Watching the protests between the two opposing factions in the fight to build an Islamic Cultural Centre some two or three blocks from Ground Zero, reminds me of a wrestling match, where the fight is more for theatre than substance.
Religious tolerance, George Will, is not the same thing as "hurt feelings" on the part of those whose religion is the one experiencing the intolerance. Will announced on ABC's This Week, Sunday, that no one is entitled to go through life without having his feelings hurt. To which, to his everlasting credit, Robert Reich, sitting just to Will's "right" (as if there were any room to Will's right) retorted, "It's not feelings, George, it's about tolerance!"
And therein lies the crux of the debate. Whether feelings equal tolerance...and one can only try to deconstruct Reich's perspective by noting that the debate is not about hurting the feelings of the other, in this case the Islamic faith leaders who want to build the I.C.C., but rather about tolerating the faith, religion, right to worship, of a large group of Americans.
The building permits needed for expansion of mosques across America are being blocked by the same people who were carrying placards opposing the building of the centre "so close" to Ground Zero. And the New York opponents, just as their rural colleagues, are hiding their bigotry under the cover of "honouring the families of those who lost loved ones" in the 9-11 attack.
And the rabbi who represents the Jewish Cultural Centre, built in the early 1990's, recounts, on the same ABC program, a storied history of opposition to their centre.
Putting the appropriate words into the constitution, guaranteeing religious freedom of worship and of expression, and then blocking the application of that "right" is sending a message out of both sides of the nation's mouth. The founding fathers wrote the constitution; the contemporary intolerance is the expression of a different time.
Ideals everywhere are tarnished. Churches no longer wear the mantle of "holiness" they never deserved in the first place. And only those churches prepared to acknowledge their imperfections publicly and honestly will have any chance of survival. Those clinging to a "perfect image" will burn in the fire of their own pride and denial.
Banks, likewise, are the greedy graspers their board members would like hidden from public view. In the words of a radiologist, in a conversation just last week, "I have come to believe that if all the medical specialists were taken out and shot, the world would be a better place." Corporations hide their secrets from public view, even, and perhaps especially when those secrets would demonstrate their conscious choice to put profit ahead of human lives, both workers and clients/customers. Sports franchises, also, have members on their rosters who would find it troublesome to work in a normal work environment, given their lifestyle and self-interest.
Our's is a sullied world, with the reputations of those placed on pedestals inevitably falling back to "just like all others" and thereby much less than perfect.

Stored data entries
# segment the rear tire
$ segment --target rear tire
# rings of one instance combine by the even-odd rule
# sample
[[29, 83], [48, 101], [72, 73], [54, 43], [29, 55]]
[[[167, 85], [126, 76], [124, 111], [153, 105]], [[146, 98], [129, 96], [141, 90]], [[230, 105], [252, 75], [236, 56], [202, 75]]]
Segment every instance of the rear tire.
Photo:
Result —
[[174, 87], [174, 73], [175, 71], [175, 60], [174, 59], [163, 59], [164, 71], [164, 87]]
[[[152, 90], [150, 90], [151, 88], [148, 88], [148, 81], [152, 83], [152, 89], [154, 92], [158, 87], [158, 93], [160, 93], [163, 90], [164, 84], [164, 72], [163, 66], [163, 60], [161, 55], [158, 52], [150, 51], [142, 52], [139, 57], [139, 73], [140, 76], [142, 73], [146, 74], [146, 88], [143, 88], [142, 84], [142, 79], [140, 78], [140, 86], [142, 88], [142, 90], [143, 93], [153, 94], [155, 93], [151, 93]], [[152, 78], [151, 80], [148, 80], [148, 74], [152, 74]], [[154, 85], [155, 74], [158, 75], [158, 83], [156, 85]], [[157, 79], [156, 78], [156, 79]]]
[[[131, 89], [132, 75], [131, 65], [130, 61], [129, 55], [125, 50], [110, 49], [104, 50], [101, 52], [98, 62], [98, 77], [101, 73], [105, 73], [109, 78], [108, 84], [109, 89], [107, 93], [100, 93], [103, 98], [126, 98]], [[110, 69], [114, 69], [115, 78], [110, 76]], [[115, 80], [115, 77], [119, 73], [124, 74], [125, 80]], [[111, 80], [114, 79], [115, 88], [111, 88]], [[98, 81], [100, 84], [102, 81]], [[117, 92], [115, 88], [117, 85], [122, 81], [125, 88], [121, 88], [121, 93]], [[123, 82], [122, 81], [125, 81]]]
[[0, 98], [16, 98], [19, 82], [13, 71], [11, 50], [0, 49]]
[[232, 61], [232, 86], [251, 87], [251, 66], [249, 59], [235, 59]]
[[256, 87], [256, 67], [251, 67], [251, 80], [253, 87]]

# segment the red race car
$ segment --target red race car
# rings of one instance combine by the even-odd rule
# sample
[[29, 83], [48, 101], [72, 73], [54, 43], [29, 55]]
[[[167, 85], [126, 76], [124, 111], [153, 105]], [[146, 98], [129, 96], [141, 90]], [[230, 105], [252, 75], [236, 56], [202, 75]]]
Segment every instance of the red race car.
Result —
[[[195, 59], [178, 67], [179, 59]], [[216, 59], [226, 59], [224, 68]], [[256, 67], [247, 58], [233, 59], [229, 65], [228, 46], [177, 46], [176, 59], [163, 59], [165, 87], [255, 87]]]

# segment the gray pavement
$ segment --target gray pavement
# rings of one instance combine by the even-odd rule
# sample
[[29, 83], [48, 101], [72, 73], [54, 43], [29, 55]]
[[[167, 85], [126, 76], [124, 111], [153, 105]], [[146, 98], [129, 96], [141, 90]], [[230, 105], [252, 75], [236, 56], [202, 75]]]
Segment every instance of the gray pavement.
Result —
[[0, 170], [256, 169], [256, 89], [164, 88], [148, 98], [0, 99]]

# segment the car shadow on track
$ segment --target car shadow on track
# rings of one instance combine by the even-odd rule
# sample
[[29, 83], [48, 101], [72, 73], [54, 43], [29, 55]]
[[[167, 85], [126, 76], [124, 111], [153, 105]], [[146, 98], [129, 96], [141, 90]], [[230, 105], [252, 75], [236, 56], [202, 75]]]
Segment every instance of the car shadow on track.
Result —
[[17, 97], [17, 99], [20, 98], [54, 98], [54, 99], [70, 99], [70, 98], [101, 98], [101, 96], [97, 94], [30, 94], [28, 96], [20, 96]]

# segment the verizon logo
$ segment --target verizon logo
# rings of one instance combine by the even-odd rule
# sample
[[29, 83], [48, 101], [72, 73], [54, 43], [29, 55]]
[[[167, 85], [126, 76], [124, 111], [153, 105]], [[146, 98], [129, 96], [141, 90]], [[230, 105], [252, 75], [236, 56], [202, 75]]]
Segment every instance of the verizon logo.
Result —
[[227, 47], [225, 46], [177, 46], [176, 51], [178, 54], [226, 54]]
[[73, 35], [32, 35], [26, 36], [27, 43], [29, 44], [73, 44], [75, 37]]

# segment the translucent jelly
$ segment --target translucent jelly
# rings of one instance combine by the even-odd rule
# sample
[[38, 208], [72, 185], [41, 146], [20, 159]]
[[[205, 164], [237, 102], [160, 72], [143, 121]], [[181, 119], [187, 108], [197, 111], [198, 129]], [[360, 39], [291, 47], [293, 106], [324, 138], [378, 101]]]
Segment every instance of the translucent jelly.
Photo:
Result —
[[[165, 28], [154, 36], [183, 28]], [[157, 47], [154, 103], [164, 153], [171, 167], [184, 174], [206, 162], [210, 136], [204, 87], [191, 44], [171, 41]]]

### [ASSIGNED TASK 1]
According to the essay on the Islamic Cultural Centre, on which television program did George Will say that no one is entitled to go through life without having his feelings hurt?
### [ASSIGNED TASK 2]
Reproduce the part of the essay on the Islamic Cultural Centre that opens with the words containing "Banks, likewise, are" and closes with "lifestyle and self-interest.".
These records were taken from a separate source unrelated to the essay.

### [RESULT 1]
ABC's This Week.

### [RESULT 2]
Banks, likewise, are the greedy graspers their board members would like hidden from public view. In the words of a radiologist, in a conversation just last week, "I have come to believe that if all the medical specialists were taken out and shot, the world would be a better place." Corporations hide their secrets from public view, even, and perhaps especially when those secrets would demonstrate their conscious choice to put profit ahead of human lives, both workers and clients/customers. Sports franchises, also, have members on their rosters who would find it troublesome to work in a normal work environment, given their lifestyle and self-interest.